WHAT IS REQUIRED =
All of the data should be restated word for word, with the pictures omitted.

[Images for object localization]
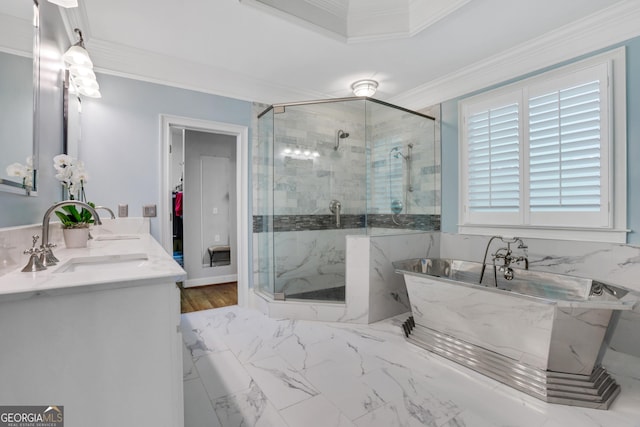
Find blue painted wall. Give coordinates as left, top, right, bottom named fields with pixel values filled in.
left=79, top=73, right=252, bottom=240
left=441, top=36, right=640, bottom=244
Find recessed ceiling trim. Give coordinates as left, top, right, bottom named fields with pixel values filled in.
left=240, top=0, right=347, bottom=40
left=240, top=0, right=471, bottom=43
left=390, top=0, right=640, bottom=110
left=408, top=0, right=472, bottom=37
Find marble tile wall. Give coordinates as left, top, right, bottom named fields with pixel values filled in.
left=367, top=232, right=440, bottom=322
left=341, top=231, right=440, bottom=324
left=439, top=232, right=640, bottom=358
left=260, top=101, right=368, bottom=216
left=368, top=105, right=439, bottom=216
left=272, top=228, right=364, bottom=296
left=251, top=101, right=441, bottom=221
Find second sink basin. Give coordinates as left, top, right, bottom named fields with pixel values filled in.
left=94, top=235, right=142, bottom=241
left=55, top=253, right=149, bottom=273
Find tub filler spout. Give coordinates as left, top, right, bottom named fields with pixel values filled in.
left=481, top=236, right=529, bottom=284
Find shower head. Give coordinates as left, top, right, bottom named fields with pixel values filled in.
left=390, top=146, right=408, bottom=160
left=334, top=129, right=349, bottom=150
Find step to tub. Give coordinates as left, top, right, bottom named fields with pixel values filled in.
left=402, top=317, right=620, bottom=410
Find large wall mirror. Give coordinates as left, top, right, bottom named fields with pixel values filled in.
left=0, top=0, right=40, bottom=195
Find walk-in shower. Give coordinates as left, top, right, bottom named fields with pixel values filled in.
left=255, top=97, right=438, bottom=303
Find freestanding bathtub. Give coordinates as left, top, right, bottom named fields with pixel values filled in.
left=393, top=258, right=636, bottom=409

SOLUTION TO THE EXERCISE =
Find blue painted wall. Give coordinates as left, top, right, bottom named fields with pixel values filled in.
left=79, top=73, right=252, bottom=240
left=441, top=36, right=640, bottom=244
Find recessed ceiling trim. Give coordinates as left, top, right, bottom named fields with pixel values filled in.
left=240, top=0, right=347, bottom=40
left=240, top=0, right=471, bottom=43
left=390, top=0, right=640, bottom=110
left=408, top=0, right=472, bottom=37
Find marble tile wall. Give coordinates as left, top, right, bottom named fields with pixel values filled in.
left=367, top=232, right=440, bottom=322
left=341, top=231, right=440, bottom=324
left=439, top=232, right=640, bottom=358
left=260, top=101, right=368, bottom=216
left=368, top=105, right=439, bottom=216
left=272, top=228, right=364, bottom=296
left=251, top=101, right=441, bottom=221
Find second sink basin. Give coordinates as left, top, right, bottom named fields with pixel values filled in.
left=94, top=235, right=142, bottom=241
left=55, top=253, right=149, bottom=273
Find tub filler spout. Give coordinates as left, top, right, bottom named fields with pixel values filled in.
left=481, top=236, right=529, bottom=284
Find shower head. Give coordinates as left, top, right, bottom named fields with pixel values filled in.
left=390, top=146, right=408, bottom=160
left=334, top=129, right=349, bottom=150
Find step to tub. Give coordinates as left, top, right, bottom named fields with pixel values filled in.
left=402, top=317, right=620, bottom=410
Find large wall mirror. Give coordinates as left, top, right, bottom named fields with pixel values filled in.
left=0, top=0, right=40, bottom=195
Find walk-in shower. Give coordinates as left, top, right, bottom named fields with pixel values filled in.
left=255, top=97, right=438, bottom=303
Find freestanding bathtub. Give coordinates as left, top, right, bottom named fields with pixel values filled in.
left=393, top=258, right=636, bottom=409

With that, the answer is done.